State how many lines below contain the string "handle", counting only case-sensitive matches. Give the number alone.
+ + +
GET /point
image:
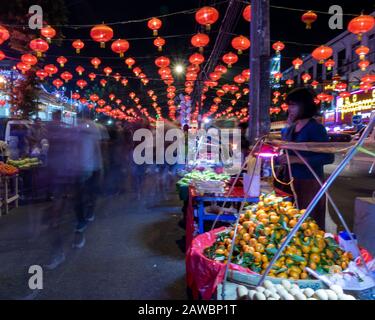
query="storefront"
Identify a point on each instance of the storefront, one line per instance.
(359, 103)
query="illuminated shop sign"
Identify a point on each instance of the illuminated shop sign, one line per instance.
(357, 102)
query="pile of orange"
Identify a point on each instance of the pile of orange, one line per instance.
(263, 228)
(7, 170)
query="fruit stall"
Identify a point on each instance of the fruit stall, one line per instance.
(276, 251)
(9, 191)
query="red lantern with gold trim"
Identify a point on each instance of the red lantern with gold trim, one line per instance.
(200, 40)
(39, 46)
(241, 44)
(78, 45)
(154, 24)
(247, 13)
(48, 32)
(309, 18)
(360, 25)
(4, 34)
(96, 62)
(81, 84)
(29, 59)
(62, 61)
(230, 59)
(101, 33)
(120, 46)
(322, 53)
(66, 76)
(362, 51)
(23, 67)
(159, 43)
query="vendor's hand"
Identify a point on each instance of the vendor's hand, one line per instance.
(293, 159)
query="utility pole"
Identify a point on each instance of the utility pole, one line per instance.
(260, 93)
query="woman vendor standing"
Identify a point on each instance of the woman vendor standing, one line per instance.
(305, 128)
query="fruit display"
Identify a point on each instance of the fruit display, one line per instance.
(261, 231)
(289, 291)
(206, 175)
(7, 170)
(26, 163)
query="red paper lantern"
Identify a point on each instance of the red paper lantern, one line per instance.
(120, 46)
(344, 94)
(285, 107)
(278, 46)
(130, 62)
(306, 77)
(81, 83)
(368, 78)
(246, 73)
(92, 76)
(240, 43)
(322, 53)
(220, 68)
(330, 63)
(278, 76)
(80, 70)
(102, 34)
(162, 62)
(230, 59)
(196, 59)
(66, 76)
(247, 13)
(78, 45)
(39, 46)
(58, 83)
(239, 79)
(117, 77)
(51, 69)
(42, 74)
(362, 51)
(362, 24)
(200, 40)
(159, 43)
(96, 62)
(207, 16)
(4, 34)
(315, 84)
(214, 76)
(76, 96)
(363, 64)
(48, 32)
(107, 71)
(297, 63)
(29, 59)
(23, 67)
(309, 18)
(62, 61)
(220, 93)
(154, 24)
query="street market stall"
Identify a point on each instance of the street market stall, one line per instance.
(272, 240)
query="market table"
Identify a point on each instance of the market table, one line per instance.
(197, 201)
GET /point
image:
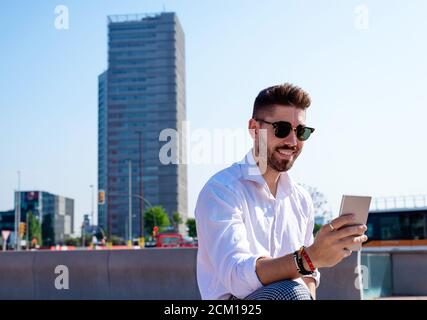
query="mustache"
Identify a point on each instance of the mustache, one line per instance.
(293, 148)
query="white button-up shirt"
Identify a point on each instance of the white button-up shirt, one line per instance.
(238, 221)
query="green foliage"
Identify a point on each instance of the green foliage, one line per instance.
(155, 216)
(191, 224)
(76, 242)
(34, 229)
(48, 235)
(117, 241)
(176, 220)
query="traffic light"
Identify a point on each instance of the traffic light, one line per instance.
(155, 230)
(22, 226)
(101, 197)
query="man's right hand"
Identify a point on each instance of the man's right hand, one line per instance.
(330, 245)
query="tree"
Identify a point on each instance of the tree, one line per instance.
(155, 216)
(176, 220)
(48, 234)
(191, 224)
(76, 242)
(34, 229)
(117, 241)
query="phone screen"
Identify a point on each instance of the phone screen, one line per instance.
(359, 206)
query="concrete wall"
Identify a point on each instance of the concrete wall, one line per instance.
(409, 273)
(407, 267)
(338, 282)
(117, 274)
(130, 274)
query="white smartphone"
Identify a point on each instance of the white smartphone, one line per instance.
(359, 206)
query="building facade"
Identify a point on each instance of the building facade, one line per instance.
(54, 213)
(141, 93)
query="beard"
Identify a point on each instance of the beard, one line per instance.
(280, 165)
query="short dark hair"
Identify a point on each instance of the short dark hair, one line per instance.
(284, 94)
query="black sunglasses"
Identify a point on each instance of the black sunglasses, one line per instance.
(282, 129)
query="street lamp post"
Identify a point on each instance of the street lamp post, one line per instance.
(92, 213)
(130, 203)
(18, 214)
(141, 190)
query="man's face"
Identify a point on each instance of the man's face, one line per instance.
(281, 152)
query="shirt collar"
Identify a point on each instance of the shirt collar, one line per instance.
(251, 172)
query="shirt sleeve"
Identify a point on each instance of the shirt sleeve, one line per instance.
(309, 238)
(222, 235)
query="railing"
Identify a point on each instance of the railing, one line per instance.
(400, 202)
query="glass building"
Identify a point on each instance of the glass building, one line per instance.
(141, 93)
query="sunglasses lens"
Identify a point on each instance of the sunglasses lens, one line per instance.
(303, 133)
(283, 129)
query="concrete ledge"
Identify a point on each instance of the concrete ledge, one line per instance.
(150, 274)
(338, 282)
(116, 274)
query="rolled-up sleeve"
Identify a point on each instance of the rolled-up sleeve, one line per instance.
(223, 240)
(309, 238)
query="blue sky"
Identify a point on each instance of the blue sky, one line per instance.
(367, 86)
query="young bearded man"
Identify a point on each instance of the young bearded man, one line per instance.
(255, 224)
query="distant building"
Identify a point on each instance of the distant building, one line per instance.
(55, 214)
(7, 220)
(141, 94)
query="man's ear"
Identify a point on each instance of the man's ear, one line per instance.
(253, 128)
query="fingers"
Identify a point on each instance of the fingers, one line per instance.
(347, 242)
(347, 252)
(343, 220)
(357, 230)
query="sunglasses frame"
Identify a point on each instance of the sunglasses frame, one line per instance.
(278, 123)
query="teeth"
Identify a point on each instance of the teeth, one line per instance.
(285, 152)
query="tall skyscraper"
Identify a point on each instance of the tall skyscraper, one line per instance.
(141, 93)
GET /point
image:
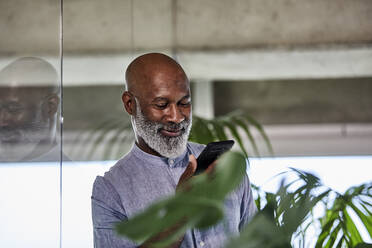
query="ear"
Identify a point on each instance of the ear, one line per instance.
(51, 105)
(129, 102)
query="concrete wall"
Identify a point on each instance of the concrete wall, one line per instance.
(93, 26)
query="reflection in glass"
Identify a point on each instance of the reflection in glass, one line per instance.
(28, 111)
(29, 154)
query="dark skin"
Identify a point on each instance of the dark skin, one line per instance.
(162, 89)
(18, 108)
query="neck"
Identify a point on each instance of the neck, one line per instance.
(144, 147)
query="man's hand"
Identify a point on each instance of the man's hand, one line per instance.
(190, 170)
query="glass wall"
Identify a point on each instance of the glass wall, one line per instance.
(30, 110)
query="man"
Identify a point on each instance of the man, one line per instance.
(159, 102)
(28, 111)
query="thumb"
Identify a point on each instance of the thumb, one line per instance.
(189, 171)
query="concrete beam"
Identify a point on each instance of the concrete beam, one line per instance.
(226, 65)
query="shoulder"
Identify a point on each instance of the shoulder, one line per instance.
(195, 148)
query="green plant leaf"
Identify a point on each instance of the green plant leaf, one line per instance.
(367, 220)
(352, 229)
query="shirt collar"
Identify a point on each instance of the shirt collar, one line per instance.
(156, 160)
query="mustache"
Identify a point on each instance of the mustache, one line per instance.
(172, 126)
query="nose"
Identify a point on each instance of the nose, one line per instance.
(175, 114)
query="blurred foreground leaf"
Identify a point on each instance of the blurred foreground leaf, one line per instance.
(200, 206)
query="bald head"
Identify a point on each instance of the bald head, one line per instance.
(144, 69)
(158, 99)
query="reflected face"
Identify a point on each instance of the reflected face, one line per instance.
(22, 121)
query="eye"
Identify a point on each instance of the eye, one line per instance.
(185, 103)
(161, 105)
(14, 109)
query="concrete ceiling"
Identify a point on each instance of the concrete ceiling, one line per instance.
(93, 26)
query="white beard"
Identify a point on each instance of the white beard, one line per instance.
(166, 146)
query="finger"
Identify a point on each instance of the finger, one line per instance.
(211, 167)
(189, 171)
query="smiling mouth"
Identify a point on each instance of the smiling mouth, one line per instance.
(171, 132)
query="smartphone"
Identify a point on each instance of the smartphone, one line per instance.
(210, 153)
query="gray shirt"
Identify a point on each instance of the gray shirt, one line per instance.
(139, 179)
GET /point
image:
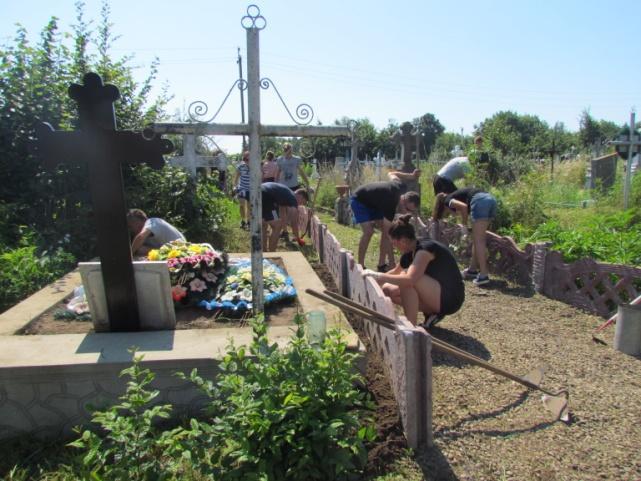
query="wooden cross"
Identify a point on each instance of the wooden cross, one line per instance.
(253, 22)
(99, 144)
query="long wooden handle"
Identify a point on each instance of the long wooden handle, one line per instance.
(348, 304)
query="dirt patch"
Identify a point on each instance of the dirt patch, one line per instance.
(390, 442)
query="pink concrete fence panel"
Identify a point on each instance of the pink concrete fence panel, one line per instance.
(597, 287)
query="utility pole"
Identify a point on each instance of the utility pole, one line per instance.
(242, 95)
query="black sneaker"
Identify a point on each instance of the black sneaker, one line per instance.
(481, 280)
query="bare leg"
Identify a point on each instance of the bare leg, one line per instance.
(292, 216)
(393, 292)
(386, 250)
(366, 236)
(276, 226)
(479, 251)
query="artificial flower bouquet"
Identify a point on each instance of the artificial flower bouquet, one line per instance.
(195, 270)
(236, 291)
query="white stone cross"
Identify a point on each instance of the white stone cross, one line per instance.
(191, 161)
(633, 145)
(253, 23)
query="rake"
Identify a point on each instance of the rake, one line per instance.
(555, 402)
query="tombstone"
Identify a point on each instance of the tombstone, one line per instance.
(603, 171)
(104, 148)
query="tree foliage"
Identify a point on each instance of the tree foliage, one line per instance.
(33, 87)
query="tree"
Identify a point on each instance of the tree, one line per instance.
(33, 87)
(593, 131)
(429, 128)
(507, 132)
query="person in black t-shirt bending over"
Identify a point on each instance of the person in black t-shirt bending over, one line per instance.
(427, 277)
(374, 205)
(280, 207)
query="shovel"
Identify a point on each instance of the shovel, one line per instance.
(555, 402)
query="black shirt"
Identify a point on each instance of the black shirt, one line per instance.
(382, 196)
(443, 268)
(463, 195)
(275, 193)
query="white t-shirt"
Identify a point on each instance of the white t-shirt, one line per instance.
(455, 168)
(161, 232)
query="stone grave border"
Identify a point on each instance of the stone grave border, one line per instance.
(47, 381)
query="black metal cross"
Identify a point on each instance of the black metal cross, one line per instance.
(105, 150)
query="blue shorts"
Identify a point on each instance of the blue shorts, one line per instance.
(482, 207)
(362, 213)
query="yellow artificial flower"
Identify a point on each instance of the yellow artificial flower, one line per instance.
(173, 254)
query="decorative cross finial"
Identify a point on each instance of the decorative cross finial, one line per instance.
(95, 102)
(253, 19)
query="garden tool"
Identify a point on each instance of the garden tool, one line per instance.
(555, 402)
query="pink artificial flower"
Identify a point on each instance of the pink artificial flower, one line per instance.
(197, 285)
(178, 292)
(210, 276)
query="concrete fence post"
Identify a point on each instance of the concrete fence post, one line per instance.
(627, 337)
(539, 259)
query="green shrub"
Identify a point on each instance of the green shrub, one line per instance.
(128, 446)
(24, 270)
(283, 414)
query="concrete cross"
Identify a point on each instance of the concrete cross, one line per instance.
(407, 136)
(632, 145)
(105, 149)
(191, 161)
(253, 23)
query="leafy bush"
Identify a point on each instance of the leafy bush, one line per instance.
(196, 206)
(613, 238)
(129, 446)
(283, 414)
(24, 270)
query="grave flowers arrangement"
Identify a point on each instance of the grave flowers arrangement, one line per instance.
(236, 291)
(195, 270)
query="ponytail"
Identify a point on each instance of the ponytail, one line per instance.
(402, 228)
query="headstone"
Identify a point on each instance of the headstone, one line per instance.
(627, 337)
(153, 285)
(191, 161)
(603, 171)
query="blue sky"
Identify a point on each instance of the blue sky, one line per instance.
(461, 60)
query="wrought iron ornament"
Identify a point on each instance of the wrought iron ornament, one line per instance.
(304, 112)
(253, 19)
(199, 109)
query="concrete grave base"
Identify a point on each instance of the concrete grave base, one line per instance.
(153, 289)
(47, 381)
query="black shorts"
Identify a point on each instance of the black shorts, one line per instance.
(270, 211)
(442, 184)
(451, 299)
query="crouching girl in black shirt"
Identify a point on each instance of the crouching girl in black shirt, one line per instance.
(427, 277)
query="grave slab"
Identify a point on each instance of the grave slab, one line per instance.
(47, 381)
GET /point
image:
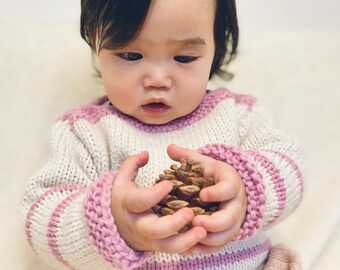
+ + +
**TASK RESULT:** 2